## begin QUOTED TEXT

Issues we care about

We try to practice what we preach.  In addition to our own outreach ministries and those we support (see Serving Together), we have committed to caring about social and environmental justice issues within our own walls.

 

Fair Trade as Social Justice

We are proud to serve Equal Exchange fairly traded coffee.   Founded in 1986, Equal Exchange is the oldest and largest for-profit Fair Trade company in the United States.  They offer organic, gourmet coffee, tea, sugar, cocoa, and chocolate bars produced by democratically run farmer co-ops in Latin America, Africa and Asia.

Equal Exchange’s mission is to build long-term trade partnerships that are economically just and environmentally sound, to foster mutually beneficial relationships between farmers and consumers, and to demonstrate, through their success, the contribution of worker co-operatives and Fair Trade to a more equitable, democratic and sustainable world.

## end QUOTED TEXT
## begin PROVIDED DATA

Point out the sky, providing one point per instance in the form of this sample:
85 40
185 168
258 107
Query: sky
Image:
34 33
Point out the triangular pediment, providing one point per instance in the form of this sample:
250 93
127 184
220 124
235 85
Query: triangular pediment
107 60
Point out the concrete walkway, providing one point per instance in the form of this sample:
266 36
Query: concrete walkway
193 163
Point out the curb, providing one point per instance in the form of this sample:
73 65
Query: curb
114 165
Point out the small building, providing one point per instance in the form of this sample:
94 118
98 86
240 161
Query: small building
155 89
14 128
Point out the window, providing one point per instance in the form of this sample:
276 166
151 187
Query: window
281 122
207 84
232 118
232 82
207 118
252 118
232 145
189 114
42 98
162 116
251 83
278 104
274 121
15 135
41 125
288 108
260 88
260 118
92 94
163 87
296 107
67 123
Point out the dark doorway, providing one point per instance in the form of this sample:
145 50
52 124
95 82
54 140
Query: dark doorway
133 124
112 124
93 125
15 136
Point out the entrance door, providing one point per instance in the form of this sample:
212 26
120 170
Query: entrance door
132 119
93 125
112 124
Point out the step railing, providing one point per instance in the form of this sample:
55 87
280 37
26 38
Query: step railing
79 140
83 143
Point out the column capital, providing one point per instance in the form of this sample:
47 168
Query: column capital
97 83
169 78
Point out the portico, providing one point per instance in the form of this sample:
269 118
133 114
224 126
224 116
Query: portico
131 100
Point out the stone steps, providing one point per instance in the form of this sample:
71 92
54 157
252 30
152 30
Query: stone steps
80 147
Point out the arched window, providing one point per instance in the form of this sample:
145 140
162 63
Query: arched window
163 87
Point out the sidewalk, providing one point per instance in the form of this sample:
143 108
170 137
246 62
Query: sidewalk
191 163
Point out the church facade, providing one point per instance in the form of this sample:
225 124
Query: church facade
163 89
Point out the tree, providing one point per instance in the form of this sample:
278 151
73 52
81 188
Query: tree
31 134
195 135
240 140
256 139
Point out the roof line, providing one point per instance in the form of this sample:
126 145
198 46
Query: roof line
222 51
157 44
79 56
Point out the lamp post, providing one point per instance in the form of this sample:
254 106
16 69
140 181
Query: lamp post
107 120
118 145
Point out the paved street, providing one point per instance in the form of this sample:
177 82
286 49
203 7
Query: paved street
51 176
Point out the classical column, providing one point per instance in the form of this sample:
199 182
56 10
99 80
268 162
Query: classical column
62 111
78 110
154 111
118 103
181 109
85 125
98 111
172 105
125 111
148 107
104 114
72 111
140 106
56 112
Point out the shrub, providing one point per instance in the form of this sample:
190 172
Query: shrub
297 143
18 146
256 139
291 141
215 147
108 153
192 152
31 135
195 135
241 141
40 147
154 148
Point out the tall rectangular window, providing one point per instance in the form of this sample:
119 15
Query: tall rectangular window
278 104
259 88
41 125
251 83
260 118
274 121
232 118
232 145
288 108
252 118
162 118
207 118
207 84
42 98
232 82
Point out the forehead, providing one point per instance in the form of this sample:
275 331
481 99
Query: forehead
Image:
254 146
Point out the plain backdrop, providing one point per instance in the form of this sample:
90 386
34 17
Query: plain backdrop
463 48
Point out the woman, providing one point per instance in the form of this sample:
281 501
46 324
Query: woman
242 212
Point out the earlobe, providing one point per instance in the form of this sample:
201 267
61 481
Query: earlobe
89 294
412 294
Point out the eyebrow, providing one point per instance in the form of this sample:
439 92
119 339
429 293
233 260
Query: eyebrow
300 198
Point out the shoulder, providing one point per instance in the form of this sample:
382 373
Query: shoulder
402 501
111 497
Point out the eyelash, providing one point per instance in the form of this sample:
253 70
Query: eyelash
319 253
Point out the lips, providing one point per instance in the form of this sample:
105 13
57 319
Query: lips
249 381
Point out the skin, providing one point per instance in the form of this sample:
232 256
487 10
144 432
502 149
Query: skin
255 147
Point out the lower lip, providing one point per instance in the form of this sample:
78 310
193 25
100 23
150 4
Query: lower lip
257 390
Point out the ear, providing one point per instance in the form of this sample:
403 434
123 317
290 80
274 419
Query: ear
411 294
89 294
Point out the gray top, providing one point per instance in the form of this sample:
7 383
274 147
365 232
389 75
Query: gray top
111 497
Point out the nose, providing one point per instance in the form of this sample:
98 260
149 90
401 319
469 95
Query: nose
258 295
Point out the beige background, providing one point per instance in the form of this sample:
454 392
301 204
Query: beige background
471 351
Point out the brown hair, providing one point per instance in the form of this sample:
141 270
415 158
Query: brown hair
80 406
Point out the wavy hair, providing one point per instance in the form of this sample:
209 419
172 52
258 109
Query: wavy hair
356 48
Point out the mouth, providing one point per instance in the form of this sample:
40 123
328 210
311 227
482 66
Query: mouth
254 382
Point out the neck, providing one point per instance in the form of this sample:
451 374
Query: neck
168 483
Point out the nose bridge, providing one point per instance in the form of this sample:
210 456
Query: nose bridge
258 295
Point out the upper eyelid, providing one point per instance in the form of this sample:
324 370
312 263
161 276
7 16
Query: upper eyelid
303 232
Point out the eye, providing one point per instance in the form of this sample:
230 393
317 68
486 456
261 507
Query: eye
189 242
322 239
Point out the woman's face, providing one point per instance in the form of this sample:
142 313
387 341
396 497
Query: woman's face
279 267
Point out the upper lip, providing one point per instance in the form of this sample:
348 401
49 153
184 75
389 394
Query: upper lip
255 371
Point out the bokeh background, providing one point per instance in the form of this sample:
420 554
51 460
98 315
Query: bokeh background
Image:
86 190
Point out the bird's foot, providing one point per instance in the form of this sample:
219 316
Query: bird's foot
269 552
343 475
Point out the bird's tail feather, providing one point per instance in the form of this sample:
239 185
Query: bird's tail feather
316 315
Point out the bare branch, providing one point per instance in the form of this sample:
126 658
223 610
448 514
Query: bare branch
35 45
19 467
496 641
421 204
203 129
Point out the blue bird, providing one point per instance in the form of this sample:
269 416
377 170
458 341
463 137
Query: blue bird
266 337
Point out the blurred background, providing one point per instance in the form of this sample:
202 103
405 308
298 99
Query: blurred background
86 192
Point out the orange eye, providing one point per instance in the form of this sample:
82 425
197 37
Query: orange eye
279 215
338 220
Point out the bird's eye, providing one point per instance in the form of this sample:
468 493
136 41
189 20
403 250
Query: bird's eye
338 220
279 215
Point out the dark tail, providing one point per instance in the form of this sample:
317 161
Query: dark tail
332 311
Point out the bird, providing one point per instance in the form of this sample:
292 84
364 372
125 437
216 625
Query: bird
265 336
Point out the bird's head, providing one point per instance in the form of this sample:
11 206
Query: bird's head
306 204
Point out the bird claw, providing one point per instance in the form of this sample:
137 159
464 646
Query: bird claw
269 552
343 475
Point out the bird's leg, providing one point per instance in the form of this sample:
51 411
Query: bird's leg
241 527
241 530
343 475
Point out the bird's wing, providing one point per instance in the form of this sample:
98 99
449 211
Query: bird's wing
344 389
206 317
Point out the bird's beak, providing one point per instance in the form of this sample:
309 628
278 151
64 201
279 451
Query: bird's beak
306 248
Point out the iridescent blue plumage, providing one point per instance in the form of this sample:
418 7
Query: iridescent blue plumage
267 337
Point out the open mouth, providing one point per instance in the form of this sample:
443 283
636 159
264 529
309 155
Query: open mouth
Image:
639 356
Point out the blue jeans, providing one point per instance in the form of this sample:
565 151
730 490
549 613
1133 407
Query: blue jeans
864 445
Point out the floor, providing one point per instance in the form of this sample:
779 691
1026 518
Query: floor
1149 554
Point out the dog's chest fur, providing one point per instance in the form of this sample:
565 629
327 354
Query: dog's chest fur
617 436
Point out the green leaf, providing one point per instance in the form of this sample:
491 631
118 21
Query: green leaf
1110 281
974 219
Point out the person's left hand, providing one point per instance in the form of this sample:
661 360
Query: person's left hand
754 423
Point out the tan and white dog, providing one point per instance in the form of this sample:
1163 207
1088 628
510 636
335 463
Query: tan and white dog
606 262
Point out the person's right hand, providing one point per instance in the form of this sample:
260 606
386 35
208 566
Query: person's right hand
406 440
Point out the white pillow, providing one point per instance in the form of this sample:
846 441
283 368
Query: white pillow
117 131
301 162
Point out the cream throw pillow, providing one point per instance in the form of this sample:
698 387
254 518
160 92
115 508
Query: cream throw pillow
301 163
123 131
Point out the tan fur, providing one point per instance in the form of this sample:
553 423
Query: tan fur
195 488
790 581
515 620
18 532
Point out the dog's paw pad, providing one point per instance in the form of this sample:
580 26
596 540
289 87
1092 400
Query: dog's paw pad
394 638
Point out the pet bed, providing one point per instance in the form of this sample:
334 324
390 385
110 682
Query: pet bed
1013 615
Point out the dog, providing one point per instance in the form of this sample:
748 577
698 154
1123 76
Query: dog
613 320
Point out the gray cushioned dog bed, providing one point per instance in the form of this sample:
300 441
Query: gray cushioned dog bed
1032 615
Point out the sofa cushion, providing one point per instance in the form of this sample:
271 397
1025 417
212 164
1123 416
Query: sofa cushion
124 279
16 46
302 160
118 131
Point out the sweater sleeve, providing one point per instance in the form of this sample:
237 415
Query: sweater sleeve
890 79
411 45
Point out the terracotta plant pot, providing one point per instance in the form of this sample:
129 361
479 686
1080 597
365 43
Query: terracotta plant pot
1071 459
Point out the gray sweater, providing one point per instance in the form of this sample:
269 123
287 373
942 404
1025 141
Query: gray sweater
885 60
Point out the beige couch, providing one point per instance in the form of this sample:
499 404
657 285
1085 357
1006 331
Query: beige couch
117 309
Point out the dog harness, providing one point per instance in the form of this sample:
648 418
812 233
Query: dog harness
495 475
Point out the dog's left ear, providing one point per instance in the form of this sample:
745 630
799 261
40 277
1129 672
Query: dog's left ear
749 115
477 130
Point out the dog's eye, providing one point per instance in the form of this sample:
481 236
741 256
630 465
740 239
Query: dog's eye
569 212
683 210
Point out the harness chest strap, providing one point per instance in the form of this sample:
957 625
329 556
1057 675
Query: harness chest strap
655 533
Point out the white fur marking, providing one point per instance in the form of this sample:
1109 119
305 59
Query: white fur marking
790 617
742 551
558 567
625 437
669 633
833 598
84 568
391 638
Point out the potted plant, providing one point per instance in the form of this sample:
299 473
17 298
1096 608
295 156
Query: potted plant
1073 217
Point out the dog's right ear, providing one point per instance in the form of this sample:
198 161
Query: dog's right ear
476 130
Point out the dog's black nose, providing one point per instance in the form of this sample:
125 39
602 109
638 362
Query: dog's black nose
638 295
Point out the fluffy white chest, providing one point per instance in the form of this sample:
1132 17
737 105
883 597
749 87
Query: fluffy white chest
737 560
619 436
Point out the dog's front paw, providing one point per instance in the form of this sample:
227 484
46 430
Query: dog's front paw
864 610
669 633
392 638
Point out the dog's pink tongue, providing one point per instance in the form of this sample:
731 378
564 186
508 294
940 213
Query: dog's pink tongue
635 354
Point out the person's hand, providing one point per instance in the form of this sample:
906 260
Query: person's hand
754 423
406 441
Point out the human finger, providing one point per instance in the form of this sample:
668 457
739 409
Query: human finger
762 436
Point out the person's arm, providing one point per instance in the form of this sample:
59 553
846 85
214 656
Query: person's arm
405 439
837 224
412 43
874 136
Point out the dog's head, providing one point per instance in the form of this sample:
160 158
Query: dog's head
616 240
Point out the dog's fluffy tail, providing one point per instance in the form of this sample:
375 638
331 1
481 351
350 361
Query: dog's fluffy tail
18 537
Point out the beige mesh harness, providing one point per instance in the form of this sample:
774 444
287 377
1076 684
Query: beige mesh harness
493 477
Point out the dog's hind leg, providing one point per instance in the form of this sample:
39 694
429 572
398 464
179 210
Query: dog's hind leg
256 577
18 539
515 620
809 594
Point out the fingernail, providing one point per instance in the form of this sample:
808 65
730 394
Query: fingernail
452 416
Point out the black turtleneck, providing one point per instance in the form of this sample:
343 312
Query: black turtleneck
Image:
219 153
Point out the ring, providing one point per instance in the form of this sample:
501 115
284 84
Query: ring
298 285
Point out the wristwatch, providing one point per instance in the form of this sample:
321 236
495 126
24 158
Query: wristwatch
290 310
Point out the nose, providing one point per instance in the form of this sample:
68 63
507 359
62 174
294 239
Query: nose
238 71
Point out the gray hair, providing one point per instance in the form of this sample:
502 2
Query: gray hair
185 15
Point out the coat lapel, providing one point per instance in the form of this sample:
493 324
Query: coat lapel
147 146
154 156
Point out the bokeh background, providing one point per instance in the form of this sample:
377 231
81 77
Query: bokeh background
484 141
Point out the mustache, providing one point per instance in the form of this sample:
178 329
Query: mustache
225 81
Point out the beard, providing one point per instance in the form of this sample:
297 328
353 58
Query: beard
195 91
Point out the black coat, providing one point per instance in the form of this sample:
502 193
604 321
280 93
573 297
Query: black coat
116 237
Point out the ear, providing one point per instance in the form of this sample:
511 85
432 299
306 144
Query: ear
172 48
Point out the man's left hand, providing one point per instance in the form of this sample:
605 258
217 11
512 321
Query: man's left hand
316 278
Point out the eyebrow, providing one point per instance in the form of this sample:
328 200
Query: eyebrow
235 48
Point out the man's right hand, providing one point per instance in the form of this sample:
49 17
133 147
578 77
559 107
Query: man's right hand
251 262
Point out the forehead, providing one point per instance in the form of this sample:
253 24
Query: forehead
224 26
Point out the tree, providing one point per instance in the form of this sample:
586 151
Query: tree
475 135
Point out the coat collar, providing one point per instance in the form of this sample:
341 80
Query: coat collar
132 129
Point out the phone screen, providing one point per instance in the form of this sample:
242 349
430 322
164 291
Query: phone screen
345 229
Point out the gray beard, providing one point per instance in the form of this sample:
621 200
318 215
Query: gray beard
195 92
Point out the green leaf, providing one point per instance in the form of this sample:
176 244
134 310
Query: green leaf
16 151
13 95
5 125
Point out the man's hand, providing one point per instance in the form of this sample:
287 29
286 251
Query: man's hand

## end PROVIDED DATA

> **SET OF TASKS**:
#1 According to the fair trade text, in what year was Equal Exchange founded?
#2 Decide whether each statement agrees with the fair trade text, and back each yes or no with the deciding words quoted from it: (a) Equal Exchange is the oldest and largest for-profit Fair Trade company in the United States. (b) Equal Exchange's products come from farmer co-ops in Europe. (c) The commitment to social and environmental justice issues extends to matters within the group's own walls.
#3 Pick up the fair trade text after its final sentence and write the next part.
The lines have nothing to do with the fair trade text.

> **SET OF ANSWERS**:
#1 1986

#2
(a) Yes: "Equal Exchange is the oldest and largest for-profit Fair Trade company in the United States."
(b) No: "produced by democratically run farmer co-ops in Latin America, Africa and Asia."
(c) Yes: "we have committed to caring about social and environmental justice issues within our own walls."

#3
 

On Palm Sunday, each worshiper receives a palm frond in remembrance of the exuberant beginning of Holy Week and Jesus’ entry into Jerusalem.

Each Eco-Palm is fairly traded and sustainably grown and harvested in Guatemala or Mexico.

 

Creation Care:  Earthwise Stewardship

We have committed to living as more conscious stewards of God’s—and our—beautiful earth.  Here are a few of the ways we’re doing that—we’re always looking for more, so contact us with your ‘greening’ ideas!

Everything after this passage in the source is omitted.